Study text:
■ ■ ■ ■ ■ ■ ■

Gov. Wokety-woke DeWoke has moved on to … you know.

But COVID has not moved on, writes Katherine J. Wu at The Atlantic. It has just gotten quieter. It’s still adapting:

Three years later, the coronavirus is still silently spreading—but the fear of its covertness again seems gone. Enthusiasm for masking and testing has plummeted; isolation recommendations have been pared down, and may soon entirely disappear. “We’re just not communicating about asymptomatic transmission anymore,” says Saskia Popescu, an infectious-disease epidemiologist and infection-prevention expert at George Mason University. “People think, What’s the point? I feel fine.

Although the concern over asymptomatic spread has dissipated, the threat itself has not. And even as our worries over the virus continue to shrink and be shunted aside, the virus—and the way it moves between us—is continuing to change. Which means that our best ideas for stopping its spread aren’t just getting forgotten; they’re going obsolete.

■ ■ ■ ■ ■ ■ ■

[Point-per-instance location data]
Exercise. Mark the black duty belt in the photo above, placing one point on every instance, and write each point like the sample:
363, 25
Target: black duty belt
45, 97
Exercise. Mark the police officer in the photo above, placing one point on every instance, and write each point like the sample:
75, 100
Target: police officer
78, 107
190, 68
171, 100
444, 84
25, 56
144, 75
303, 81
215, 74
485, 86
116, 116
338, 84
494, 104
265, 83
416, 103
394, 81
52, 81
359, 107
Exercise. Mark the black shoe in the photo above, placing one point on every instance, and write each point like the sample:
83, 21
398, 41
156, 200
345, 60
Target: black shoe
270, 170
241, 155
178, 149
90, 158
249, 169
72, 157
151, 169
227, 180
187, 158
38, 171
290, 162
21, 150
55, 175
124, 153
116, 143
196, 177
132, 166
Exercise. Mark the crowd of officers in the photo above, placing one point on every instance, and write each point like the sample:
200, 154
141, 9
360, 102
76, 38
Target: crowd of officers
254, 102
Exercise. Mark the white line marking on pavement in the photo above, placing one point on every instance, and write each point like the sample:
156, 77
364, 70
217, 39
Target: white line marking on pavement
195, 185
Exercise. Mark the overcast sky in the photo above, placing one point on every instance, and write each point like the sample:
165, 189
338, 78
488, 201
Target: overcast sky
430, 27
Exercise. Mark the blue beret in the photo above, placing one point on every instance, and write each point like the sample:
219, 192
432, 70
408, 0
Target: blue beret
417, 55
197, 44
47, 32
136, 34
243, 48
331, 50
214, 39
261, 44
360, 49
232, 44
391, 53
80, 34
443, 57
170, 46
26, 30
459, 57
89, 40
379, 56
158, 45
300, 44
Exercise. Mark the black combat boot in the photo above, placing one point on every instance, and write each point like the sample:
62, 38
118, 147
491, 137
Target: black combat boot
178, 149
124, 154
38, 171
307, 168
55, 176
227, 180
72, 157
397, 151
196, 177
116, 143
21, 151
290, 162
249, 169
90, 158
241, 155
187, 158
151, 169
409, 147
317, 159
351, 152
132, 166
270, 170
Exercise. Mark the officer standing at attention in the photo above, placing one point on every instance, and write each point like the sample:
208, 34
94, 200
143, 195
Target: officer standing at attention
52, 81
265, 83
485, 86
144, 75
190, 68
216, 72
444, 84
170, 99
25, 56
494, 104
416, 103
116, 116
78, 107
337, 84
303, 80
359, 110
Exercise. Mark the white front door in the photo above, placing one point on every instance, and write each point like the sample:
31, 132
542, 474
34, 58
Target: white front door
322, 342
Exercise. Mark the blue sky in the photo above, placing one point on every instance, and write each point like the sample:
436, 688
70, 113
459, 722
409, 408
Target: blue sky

■ ■ ■ ■ ■ ■ ■

Exercise objective: Carry on the piece about COVID's quiet, asymptomatic spread, starting right after its final sentence.

Response area:
Meagan Fitzpatrick, an infectious-disease transmission modeler at the University of Maryland’s School of Medicine, tells Wu that symptomless spread likely accounted for 50 percent of transmission. But after rounds of vaccinations, symptomless spread may be less prevalent, Wu explains:

One possible reason is that symptoms are now igniting sooner in people’s bodies, just three or so days, on average, after infection—a shift that roughly coincided with the rise of the first Omicron variant and could be a quirk of the virus itself. But Aubree Gordon, an infectious-disease epidemiologist at the University of Michigan, told me that faster-arriving sicknesses are probably being driven in part by speedier immune responses, primed by past exposures. That means that illness might now coincide with or even precede the peak of contagiousness, shortening the average period in which people spread the virus before they feel sick.

So, good news. And the bad?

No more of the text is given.